--- START ---
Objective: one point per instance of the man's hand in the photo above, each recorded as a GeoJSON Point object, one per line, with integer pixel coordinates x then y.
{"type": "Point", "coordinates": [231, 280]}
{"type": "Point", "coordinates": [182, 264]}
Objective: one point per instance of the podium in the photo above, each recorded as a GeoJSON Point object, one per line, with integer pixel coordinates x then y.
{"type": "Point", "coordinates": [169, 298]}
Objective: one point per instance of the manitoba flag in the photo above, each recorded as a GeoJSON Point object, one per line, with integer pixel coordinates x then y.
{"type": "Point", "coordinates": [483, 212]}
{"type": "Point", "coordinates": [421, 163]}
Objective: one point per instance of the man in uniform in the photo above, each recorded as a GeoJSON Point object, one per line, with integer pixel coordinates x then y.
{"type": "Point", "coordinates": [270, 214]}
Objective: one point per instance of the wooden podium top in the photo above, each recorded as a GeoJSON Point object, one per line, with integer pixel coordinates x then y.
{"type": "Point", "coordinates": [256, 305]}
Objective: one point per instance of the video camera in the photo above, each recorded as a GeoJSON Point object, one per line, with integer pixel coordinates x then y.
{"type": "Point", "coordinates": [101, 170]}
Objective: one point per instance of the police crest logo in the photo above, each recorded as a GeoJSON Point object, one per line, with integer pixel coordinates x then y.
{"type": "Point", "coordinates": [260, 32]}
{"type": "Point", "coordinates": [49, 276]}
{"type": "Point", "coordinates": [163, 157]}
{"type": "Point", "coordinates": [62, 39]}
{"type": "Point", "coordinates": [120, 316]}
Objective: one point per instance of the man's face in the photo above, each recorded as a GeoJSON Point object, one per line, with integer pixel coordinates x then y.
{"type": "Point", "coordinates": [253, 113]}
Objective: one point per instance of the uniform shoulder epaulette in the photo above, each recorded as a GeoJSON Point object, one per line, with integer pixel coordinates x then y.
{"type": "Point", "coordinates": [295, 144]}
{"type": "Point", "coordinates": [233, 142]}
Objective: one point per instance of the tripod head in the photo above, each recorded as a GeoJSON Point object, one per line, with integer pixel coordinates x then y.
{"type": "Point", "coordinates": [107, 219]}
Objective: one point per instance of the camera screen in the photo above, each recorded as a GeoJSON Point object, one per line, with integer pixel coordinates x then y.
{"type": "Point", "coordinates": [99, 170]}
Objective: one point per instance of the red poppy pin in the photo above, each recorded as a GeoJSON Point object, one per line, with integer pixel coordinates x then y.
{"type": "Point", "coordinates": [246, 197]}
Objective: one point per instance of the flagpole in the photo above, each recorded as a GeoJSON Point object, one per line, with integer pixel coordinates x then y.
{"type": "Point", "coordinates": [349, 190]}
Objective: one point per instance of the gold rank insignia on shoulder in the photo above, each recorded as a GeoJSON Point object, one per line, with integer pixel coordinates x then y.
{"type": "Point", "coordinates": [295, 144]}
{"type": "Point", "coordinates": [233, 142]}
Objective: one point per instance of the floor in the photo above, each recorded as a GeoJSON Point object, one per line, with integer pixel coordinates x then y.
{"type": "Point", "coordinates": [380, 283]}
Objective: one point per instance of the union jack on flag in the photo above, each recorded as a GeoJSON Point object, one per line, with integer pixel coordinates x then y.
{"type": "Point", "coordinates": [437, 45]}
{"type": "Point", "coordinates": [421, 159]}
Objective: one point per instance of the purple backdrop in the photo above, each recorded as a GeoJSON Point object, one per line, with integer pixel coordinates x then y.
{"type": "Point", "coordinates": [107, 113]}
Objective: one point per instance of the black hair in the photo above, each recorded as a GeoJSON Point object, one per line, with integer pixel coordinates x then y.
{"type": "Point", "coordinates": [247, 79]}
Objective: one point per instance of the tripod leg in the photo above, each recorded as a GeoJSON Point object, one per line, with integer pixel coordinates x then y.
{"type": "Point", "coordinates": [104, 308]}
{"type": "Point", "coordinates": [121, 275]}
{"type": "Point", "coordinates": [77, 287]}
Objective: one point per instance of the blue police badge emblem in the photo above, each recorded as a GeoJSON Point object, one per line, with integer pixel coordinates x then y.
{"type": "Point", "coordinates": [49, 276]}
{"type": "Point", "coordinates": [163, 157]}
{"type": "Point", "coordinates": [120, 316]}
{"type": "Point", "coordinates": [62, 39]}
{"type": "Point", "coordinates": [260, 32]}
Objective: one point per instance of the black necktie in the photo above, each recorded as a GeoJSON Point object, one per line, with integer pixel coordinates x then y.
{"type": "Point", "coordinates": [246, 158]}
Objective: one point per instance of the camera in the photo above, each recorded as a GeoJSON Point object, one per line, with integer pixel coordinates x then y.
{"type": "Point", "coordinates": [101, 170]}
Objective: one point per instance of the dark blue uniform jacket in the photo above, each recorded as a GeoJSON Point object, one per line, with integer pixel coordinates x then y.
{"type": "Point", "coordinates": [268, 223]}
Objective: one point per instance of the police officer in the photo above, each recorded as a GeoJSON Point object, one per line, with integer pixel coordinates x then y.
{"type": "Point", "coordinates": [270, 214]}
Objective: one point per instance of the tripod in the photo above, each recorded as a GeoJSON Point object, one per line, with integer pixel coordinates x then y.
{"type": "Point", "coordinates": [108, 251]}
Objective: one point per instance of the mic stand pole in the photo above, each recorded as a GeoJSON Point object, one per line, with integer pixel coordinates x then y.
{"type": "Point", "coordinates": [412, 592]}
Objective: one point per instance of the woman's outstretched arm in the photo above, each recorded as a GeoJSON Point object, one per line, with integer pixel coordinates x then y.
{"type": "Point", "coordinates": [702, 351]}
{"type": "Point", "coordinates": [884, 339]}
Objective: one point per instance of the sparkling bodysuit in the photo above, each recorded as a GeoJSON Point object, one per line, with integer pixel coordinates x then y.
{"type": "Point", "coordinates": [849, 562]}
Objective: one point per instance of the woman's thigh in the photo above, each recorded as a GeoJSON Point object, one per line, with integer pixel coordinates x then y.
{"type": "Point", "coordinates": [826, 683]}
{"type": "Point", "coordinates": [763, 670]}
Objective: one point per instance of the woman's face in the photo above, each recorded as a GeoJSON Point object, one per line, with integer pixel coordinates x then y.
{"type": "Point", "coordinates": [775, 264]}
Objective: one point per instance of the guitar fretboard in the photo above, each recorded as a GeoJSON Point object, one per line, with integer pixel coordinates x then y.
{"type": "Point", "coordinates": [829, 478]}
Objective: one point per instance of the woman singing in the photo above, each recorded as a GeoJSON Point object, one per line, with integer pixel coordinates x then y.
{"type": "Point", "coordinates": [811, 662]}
--- END ---
The whole listing, restated word for word, is the expected answer.

Objective: one point per instance of the man's hand in the photo above, each recorded as a GeoJSON Point object, one per line, with integer pixel coordinates x then y.
{"type": "Point", "coordinates": [231, 280]}
{"type": "Point", "coordinates": [182, 264]}
Objective: one point per instance of the podium in the photo above, each recorded as a GeoJSON Point object, one per line, with integer pixel coordinates x then y.
{"type": "Point", "coordinates": [169, 298]}
Objective: one point per instance of the manitoba flag in the photo above, each recorded as a GeoJSON Point object, one per line, with integer pixel coordinates x then y.
{"type": "Point", "coordinates": [483, 212]}
{"type": "Point", "coordinates": [421, 163]}
Objective: one point per instance of the man in uniform in the photo above, each recorded as a GeoJSON Point object, one per line, with integer pixel coordinates x then y.
{"type": "Point", "coordinates": [270, 214]}
Objective: one point per instance of the wooden podium top in the photo above, each recorded as a GeoJSON Point object, one per line, with integer pixel coordinates x then y.
{"type": "Point", "coordinates": [256, 305]}
Objective: one point per instance of the video camera in the photo above, each recorded as a GeoJSON Point object, one per line, with integer pixel coordinates x then y.
{"type": "Point", "coordinates": [101, 170]}
Objective: one point per instance of the police crest logo in the photo above, each recorded as a GeoJSON Point object, one per line, with integer pixel coordinates x then y.
{"type": "Point", "coordinates": [260, 32]}
{"type": "Point", "coordinates": [49, 276]}
{"type": "Point", "coordinates": [163, 157]}
{"type": "Point", "coordinates": [62, 39]}
{"type": "Point", "coordinates": [120, 316]}
Objective: one point per instance of the man's face in the photo above, each recorded as a GeoJSON Point object, one per line, with integer pixel coordinates x then y.
{"type": "Point", "coordinates": [253, 113]}
Objective: one point per instance of the uniform shoulder epaulette in the photo above, each recorded as a GeoJSON Point object, one per line, with integer pixel coordinates x then y.
{"type": "Point", "coordinates": [295, 144]}
{"type": "Point", "coordinates": [233, 142]}
Objective: one point per instance of the tripod head in the photo above, each recorded as a GeoJSON Point object, one per line, with integer pixel coordinates x then y.
{"type": "Point", "coordinates": [107, 219]}
Objective: one point per instance of the camera screen in the photo above, each recorded as a GeoJSON Point object, one per line, with integer pixel coordinates x then y.
{"type": "Point", "coordinates": [99, 170]}
Objective: one point per instance of the red poppy pin in the photo above, each recorded as a GeoJSON Point object, one per line, with integer pixel coordinates x then y.
{"type": "Point", "coordinates": [246, 197]}
Objective: one point per instance of the flagpole in the photo above, each recorded as a GeoJSON Point object, one per line, with integer pixel coordinates x then y.
{"type": "Point", "coordinates": [349, 190]}
Objective: one point per instance of the gold rank insignia on shoulder in the photo above, each recorded as a GeoJSON Point object, one per line, with integer pixel coordinates x then y.
{"type": "Point", "coordinates": [295, 144]}
{"type": "Point", "coordinates": [233, 142]}
Objective: one point per instance of the floor in the photo above, each recorded as a GeoJSON Point object, one per line, with integer pixel coordinates x then y.
{"type": "Point", "coordinates": [380, 283]}
Objective: one point per instance of the union jack on flag in the photo above, each recorded as a GeoJSON Point object, one per line, with integer pixel coordinates x then y.
{"type": "Point", "coordinates": [437, 45]}
{"type": "Point", "coordinates": [421, 159]}
Objective: one point per instance of the purple backdrop in the photo above, each recorded as a GeoJSON Point object, one per line, with integer pixel coordinates x then y.
{"type": "Point", "coordinates": [107, 113]}
Objective: one point per instance of the black hair in the photo above, each recorded as a GeoJSON Point object, one per line, with integer pixel coordinates x then y.
{"type": "Point", "coordinates": [247, 79]}
Objective: one point per instance of the tripod leg in the photo above, each recorded as a GeoJSON Point object, one per line, with integer pixel coordinates x then y.
{"type": "Point", "coordinates": [104, 308]}
{"type": "Point", "coordinates": [121, 275]}
{"type": "Point", "coordinates": [77, 287]}
Objective: one point per instance of the blue police badge emblem in the photo above, each recorded as a GeoJSON Point object, one per line, with integer pixel coordinates x then y.
{"type": "Point", "coordinates": [49, 276]}
{"type": "Point", "coordinates": [163, 157]}
{"type": "Point", "coordinates": [120, 316]}
{"type": "Point", "coordinates": [62, 39]}
{"type": "Point", "coordinates": [260, 32]}
Objective: one point per instance of the black necktie in the photo above, each recorded as a GeoJSON Point object, one per line, with integer pixel coordinates x then y.
{"type": "Point", "coordinates": [246, 158]}
Objective: one point per instance of the camera in the photo above, each recorded as a GeoJSON Point object, one per line, with integer pixel coordinates x then y.
{"type": "Point", "coordinates": [101, 170]}
Objective: one point per instance of the dark blue uniform jacket in the photo above, each recorded as a GeoJSON Point object, one per line, with integer pixel coordinates x then y.
{"type": "Point", "coordinates": [268, 223]}
Objective: one point per instance of the police officer in the photo above, each recorded as a GeoJSON Point object, one per line, with integer pixel coordinates x then y.
{"type": "Point", "coordinates": [270, 214]}
Objective: one point per instance of the tripod in the photo above, each recorded as a GeoJSON Point object, one per line, with integer pixel coordinates x then y.
{"type": "Point", "coordinates": [108, 251]}
Objective: one point per instance of the mic stand pole in the photo above, each recorded as a GeoJSON Point object, one per line, with integer pixel coordinates x then y.
{"type": "Point", "coordinates": [412, 592]}
Objective: one point per instance of the woman's outstretched arm in the photo above, each recorded as a GeoJSON Point object, one per line, with integer pixel coordinates x then y.
{"type": "Point", "coordinates": [702, 351]}
{"type": "Point", "coordinates": [884, 339]}
Objective: one point per instance of the sparkling bodysuit in the photo above, each recorded as a GeoJSON Point object, one per line, with integer pixel coordinates x then y.
{"type": "Point", "coordinates": [849, 562]}
Objective: one point per instance of the woman's thigh in the photo above, each recorded as a GeoJSON Point object, one per line, with integer pixel coordinates x then y.
{"type": "Point", "coordinates": [826, 683]}
{"type": "Point", "coordinates": [763, 670]}
Objective: one point per instance of the woman's face in the photo above, each recorded as a GeoJSON Point object, one per line, with integer pixel coordinates x then y.
{"type": "Point", "coordinates": [775, 264]}
Objective: one point per instance of the guitar fretboard in the photo above, each recorded as a GeoJSON Point object, one per line, with integer pixel coordinates x then y.
{"type": "Point", "coordinates": [829, 478]}
Objective: one point per instance of the woman singing in the photo above, each recorded as a GeoJSON Point object, one per line, with integer pixel coordinates x then y.
{"type": "Point", "coordinates": [811, 662]}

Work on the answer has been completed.